Given records:

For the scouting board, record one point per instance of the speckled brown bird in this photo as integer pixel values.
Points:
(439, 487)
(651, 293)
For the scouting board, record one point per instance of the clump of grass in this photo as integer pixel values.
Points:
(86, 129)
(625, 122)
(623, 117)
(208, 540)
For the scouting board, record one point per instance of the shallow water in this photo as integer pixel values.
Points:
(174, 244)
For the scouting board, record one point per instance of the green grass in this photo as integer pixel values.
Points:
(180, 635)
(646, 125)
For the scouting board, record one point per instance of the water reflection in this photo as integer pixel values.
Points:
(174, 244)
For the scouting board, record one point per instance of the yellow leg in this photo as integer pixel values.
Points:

* * *

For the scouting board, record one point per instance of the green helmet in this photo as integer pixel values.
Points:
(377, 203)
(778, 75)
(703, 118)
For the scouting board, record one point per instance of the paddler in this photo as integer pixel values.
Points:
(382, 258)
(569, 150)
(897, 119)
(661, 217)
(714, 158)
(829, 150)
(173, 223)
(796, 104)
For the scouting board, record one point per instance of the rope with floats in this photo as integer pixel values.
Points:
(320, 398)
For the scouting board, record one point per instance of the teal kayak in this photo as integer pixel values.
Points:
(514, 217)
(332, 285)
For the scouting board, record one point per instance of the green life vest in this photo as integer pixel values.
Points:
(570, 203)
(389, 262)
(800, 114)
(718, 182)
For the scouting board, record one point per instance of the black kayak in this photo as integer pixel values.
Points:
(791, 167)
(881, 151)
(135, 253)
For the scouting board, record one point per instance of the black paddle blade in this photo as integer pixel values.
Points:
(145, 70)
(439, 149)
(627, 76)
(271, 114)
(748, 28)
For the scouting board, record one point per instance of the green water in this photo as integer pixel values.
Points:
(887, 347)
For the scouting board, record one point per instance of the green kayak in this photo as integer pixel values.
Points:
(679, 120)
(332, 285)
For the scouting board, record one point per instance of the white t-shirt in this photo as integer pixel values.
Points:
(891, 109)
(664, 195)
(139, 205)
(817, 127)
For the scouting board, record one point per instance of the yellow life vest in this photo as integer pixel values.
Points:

Your objective:
Gather every line in the data above that contains the word "vest" and copy each one out in full.

Response to the exercise:
For the scouting board, record one point per instance of the green life vest in this photo as integer pixel values.
For the scouting board, record one point per instance of the yellow life vest in this photo as integer pixel values.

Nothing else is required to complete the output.